[WRITTEN TASK]:
Copy the records from the line containing "Target: ivy" through the end of the records, changing "innermost point" to "central point" and leaving everything else untouched.

[MATERIAL]:
┌──

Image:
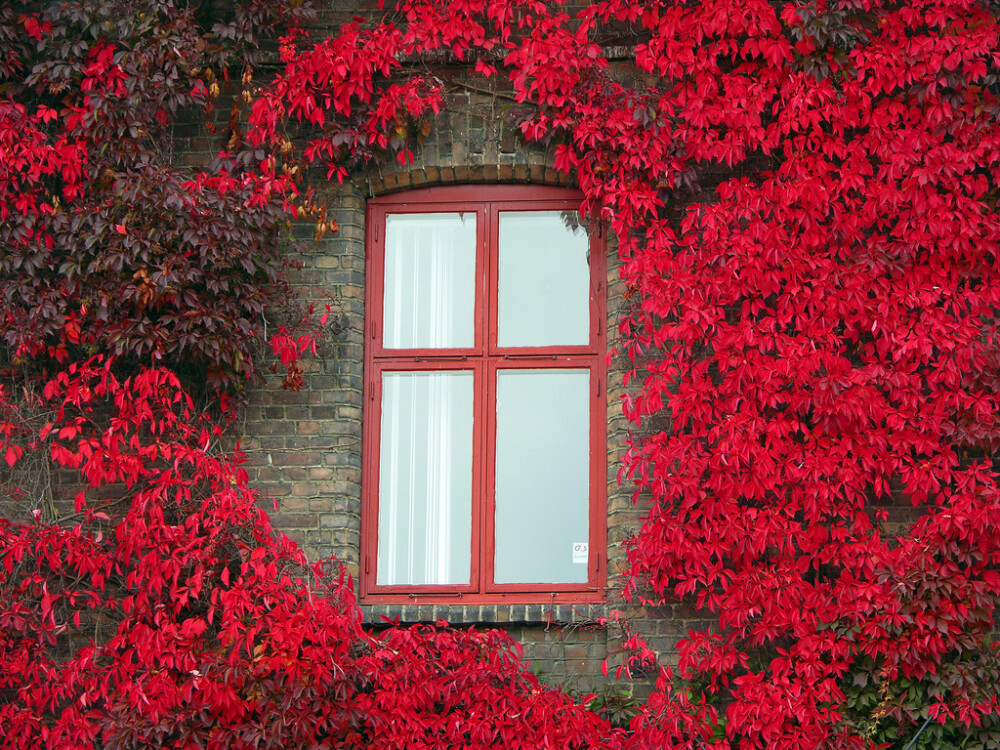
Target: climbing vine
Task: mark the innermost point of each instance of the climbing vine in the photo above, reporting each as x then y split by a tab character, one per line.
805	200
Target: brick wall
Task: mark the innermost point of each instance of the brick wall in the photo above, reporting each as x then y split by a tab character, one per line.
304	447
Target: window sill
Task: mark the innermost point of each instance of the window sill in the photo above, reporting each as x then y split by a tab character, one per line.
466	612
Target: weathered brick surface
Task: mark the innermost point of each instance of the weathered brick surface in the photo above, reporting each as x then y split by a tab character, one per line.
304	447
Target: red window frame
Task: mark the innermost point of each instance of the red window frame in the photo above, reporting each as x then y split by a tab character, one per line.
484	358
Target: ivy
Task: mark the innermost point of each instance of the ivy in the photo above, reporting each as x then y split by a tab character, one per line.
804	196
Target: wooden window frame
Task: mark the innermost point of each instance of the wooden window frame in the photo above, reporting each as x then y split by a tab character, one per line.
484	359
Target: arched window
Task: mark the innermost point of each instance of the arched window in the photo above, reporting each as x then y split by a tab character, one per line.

└──

[FULL RESPONSE]:
Target: ivy
Task: mark the central point of each instance of the ivy in the photo above, reporting each as x then y split by a tab character, one per line.
804	196
Target: wooden window frame
Task: mark the central point of each instance of the wooden window frame in the photo above, reporting each as x then y split by a tab character, one per line.
484	359
Target: arched window
Task: mark the central point of each instance of the arched window in the photo above, reporting each as x then y split by a tab character, one per line.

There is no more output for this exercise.